--- Start ---

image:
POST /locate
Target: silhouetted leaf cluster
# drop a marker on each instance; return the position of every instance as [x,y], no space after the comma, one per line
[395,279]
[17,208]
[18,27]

--- End ---
--- Start ---

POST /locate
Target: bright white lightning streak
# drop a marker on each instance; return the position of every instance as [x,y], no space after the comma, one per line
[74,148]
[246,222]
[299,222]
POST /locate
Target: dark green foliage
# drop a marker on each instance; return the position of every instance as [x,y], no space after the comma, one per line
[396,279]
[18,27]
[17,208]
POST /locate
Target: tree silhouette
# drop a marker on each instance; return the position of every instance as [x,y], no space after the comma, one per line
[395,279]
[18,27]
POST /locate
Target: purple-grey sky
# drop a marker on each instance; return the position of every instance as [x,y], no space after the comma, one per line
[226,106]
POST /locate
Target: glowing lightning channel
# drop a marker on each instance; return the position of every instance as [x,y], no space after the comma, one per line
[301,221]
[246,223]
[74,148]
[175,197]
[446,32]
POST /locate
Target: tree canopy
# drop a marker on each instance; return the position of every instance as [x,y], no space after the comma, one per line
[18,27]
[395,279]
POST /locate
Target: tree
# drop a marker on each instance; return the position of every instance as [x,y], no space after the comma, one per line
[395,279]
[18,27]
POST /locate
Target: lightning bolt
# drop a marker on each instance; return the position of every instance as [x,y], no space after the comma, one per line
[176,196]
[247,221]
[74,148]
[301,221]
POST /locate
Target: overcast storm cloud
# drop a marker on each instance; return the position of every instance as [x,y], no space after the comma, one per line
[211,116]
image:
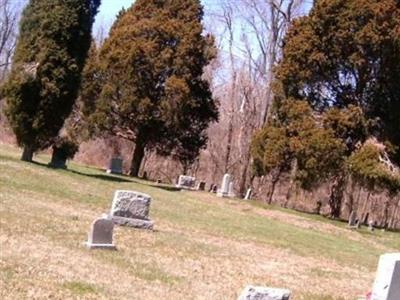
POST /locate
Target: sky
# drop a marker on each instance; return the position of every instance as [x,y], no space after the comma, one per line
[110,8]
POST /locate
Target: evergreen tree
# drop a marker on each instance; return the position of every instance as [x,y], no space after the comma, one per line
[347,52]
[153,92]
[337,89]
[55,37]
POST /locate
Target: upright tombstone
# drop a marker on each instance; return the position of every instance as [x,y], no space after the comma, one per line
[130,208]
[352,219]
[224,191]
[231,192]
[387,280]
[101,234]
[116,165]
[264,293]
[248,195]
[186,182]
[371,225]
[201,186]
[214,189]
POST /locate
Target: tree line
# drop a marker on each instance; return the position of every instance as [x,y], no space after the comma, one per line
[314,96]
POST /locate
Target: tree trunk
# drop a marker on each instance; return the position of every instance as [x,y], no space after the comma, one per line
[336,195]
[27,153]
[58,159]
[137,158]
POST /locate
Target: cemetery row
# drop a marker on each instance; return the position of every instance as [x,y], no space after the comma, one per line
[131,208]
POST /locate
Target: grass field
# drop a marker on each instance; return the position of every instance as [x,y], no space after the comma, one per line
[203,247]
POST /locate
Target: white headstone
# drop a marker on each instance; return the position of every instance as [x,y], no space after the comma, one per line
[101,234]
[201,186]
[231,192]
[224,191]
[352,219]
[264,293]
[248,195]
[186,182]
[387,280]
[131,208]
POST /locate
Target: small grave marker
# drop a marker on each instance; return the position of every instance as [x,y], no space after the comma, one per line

--- End ---
--- Start ---

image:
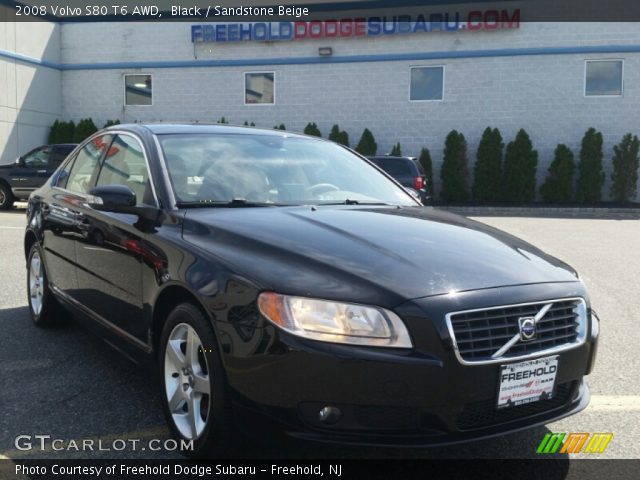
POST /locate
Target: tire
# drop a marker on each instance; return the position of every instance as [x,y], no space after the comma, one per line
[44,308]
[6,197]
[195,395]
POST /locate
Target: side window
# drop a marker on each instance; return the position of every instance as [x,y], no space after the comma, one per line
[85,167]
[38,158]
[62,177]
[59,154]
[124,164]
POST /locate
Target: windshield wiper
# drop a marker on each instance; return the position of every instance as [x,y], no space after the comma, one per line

--- End ---

__What to work on__:
Count the lines in the entries above that contain the word "tree", treating case as significant. Give only the number.

__Problem solution__:
6